### EXERCISE DETAILS:
Transcribe the full listing exactly.

### RECORDS SHOWN:
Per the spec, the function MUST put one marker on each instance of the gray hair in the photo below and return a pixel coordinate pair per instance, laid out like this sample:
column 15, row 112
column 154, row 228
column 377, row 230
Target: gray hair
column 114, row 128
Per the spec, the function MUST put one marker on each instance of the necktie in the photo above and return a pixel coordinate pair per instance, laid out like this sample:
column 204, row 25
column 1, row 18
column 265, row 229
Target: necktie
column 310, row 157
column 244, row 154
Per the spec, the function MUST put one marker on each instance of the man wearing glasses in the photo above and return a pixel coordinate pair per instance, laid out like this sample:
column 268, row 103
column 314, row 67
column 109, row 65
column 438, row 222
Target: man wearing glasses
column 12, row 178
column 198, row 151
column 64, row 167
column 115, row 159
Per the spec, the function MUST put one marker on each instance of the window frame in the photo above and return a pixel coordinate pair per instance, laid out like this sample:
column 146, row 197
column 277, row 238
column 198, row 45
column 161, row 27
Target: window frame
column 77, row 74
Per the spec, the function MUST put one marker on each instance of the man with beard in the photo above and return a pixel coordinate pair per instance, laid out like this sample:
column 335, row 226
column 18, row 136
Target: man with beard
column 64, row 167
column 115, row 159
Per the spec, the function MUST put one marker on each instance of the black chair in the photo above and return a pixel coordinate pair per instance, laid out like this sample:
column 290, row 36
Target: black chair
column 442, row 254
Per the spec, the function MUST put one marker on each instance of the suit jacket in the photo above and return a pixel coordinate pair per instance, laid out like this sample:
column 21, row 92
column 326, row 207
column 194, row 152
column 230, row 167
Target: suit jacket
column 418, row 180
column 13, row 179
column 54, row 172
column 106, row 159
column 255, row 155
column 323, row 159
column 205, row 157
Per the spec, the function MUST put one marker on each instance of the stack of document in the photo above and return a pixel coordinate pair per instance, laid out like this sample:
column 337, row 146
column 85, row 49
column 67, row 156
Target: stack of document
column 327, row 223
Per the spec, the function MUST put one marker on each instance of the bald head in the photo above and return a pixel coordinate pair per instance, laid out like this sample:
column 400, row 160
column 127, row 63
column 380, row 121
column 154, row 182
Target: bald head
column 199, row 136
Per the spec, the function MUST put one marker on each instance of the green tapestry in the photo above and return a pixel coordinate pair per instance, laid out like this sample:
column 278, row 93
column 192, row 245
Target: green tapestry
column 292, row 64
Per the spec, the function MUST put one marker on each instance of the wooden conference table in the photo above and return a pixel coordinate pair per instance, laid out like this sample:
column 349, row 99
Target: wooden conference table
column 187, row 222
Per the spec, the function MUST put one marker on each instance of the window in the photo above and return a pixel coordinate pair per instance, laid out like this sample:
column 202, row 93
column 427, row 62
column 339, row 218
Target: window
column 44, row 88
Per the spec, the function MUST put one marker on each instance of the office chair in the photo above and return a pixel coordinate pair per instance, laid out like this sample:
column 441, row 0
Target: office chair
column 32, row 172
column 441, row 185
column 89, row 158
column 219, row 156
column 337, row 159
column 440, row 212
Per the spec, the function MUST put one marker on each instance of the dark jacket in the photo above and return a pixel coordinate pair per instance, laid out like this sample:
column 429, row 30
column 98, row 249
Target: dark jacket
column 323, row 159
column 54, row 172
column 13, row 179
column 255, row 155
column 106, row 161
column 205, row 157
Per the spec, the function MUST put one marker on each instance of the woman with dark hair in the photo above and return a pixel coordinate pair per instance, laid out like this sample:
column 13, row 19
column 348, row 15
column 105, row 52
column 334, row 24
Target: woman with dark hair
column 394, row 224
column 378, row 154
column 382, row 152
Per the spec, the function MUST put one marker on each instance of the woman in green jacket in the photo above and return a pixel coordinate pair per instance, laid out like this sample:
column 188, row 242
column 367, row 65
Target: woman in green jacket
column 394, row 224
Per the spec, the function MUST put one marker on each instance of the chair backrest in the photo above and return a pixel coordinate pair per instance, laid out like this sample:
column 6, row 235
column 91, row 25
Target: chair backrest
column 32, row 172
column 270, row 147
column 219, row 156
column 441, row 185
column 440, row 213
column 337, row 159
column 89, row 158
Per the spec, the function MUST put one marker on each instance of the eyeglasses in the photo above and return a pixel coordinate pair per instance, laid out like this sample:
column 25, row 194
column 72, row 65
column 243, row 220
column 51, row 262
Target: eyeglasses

### OUTPUT FOR THIS TASK:
Per the spec, the function MUST put one marker on each instance of the gray hair in the photo below and return a pixel coordinate pair per instance, laid out like this sample:
column 15, row 112
column 154, row 228
column 377, row 230
Target: gray hair
column 114, row 128
Per the spec, the function MUST put one marker on each instance of the necktie in the photo above and return a pixel coordinate pair per instance, laid out like this sample:
column 204, row 25
column 1, row 18
column 265, row 229
Target: necktie
column 310, row 157
column 244, row 154
Per the spec, the function MUST put one marker on each instance of the man wearing glasses in the photo above and return a pixel coordinate pair per instance, laid out like this sample:
column 268, row 103
column 314, row 67
column 109, row 65
column 438, row 222
Target: man wearing glasses
column 12, row 178
column 198, row 151
column 64, row 167
column 115, row 159
Per the spec, the function MUST put one marker on each instance of the window frame in the photo above and return a pixel coordinate pair per instance, laid out like this sample:
column 146, row 197
column 277, row 238
column 198, row 45
column 161, row 27
Target: window frame
column 77, row 74
Per the spec, the function MUST put one marker on each instance of the man with beard in the photo above and return a pixel coordinate pair per instance, laid out like this sample:
column 335, row 226
column 18, row 136
Target: man with beard
column 64, row 167
column 115, row 159
Per the spec, the function MUST put one marker on each instance of the black chair in the photo above and return a pixel coordinate pair per instance, laid out like this sample:
column 290, row 36
Target: black chair
column 442, row 254
Per the spec, the function MUST put one marker on each instance of the suit jacket in the photo above and return a pixel coordinate pair per instance, laid out like this sample:
column 21, row 92
column 326, row 207
column 194, row 152
column 230, row 167
Target: suit jacket
column 418, row 180
column 13, row 179
column 54, row 172
column 106, row 159
column 255, row 155
column 323, row 159
column 205, row 157
Per the spec, the function MUST put one marker on each instance of the stack of document in the photo above and return a pixel coordinate pair per instance, laid out like this sample:
column 337, row 146
column 85, row 49
column 67, row 156
Target: stack of document
column 327, row 223
Per the spec, the function MUST put one marker on each instance of the bald head in the photo above and return a pixel coordinate pair per instance, laid out like this sample:
column 400, row 160
column 127, row 63
column 380, row 121
column 154, row 182
Target: bald head
column 199, row 136
Per the spec, the function MUST put one marker on each instance of the green tapestry in the photo above and return a pixel coordinate pair per instance, laid out like this sample:
column 278, row 93
column 192, row 245
Target: green tapestry
column 292, row 64
Per the spec, the function MUST put one marker on each instance of the wooden conference table in the photo above and return a pixel coordinate pair per instance, laid out like this sample:
column 349, row 99
Target: wooden conference table
column 187, row 222
Per the spec, the function MUST put one marker on each instance of the window in the photo above and return a pixel coordinate pair per instance, laid out like this sample:
column 202, row 93
column 427, row 62
column 339, row 218
Target: window
column 44, row 88
Per the spec, the function MUST put one marker on each instance of the office chair in the photo above and return a pixel coordinate pair per instance, laid out like this sample:
column 441, row 0
Target: office chair
column 32, row 172
column 441, row 185
column 89, row 158
column 219, row 156
column 337, row 159
column 440, row 212
Per the spec, the function MUST put one marker on each instance of the dark jacket in the photo above and return a pixel coordinate pair per instance, laid out like this sample:
column 429, row 30
column 98, row 249
Target: dark jacket
column 323, row 159
column 54, row 172
column 13, row 179
column 255, row 155
column 106, row 161
column 205, row 157
Per the spec, the function MUST put one marker on each instance of the woman with dark hair in the photo above and return a pixel coordinate pair per instance, laid out like this sample:
column 13, row 19
column 348, row 15
column 105, row 52
column 334, row 24
Target: woman with dark hair
column 394, row 224
column 378, row 154
column 382, row 152
Per the spec, the function MUST put one marker on each instance of the woman in green jacket in the photo above and return a pixel coordinate pair per instance, laid out like this sample:
column 188, row 242
column 367, row 65
Target: woman in green jacket
column 394, row 224
Per the spec, the function MUST put one marker on each instance of the chair backrest in the photo above and return a pixel coordinate pair per instance, laid out like this sample:
column 6, row 235
column 91, row 25
Target: chair backrest
column 32, row 172
column 270, row 147
column 219, row 156
column 441, row 185
column 440, row 213
column 337, row 159
column 89, row 158
Per the spec, the function MUST put one marker on each instance of the eyeglasses in the photo above and return a pixel coordinate pair per instance, laid out like this sample:
column 25, row 194
column 72, row 65
column 243, row 220
column 51, row 262
Target: eyeglasses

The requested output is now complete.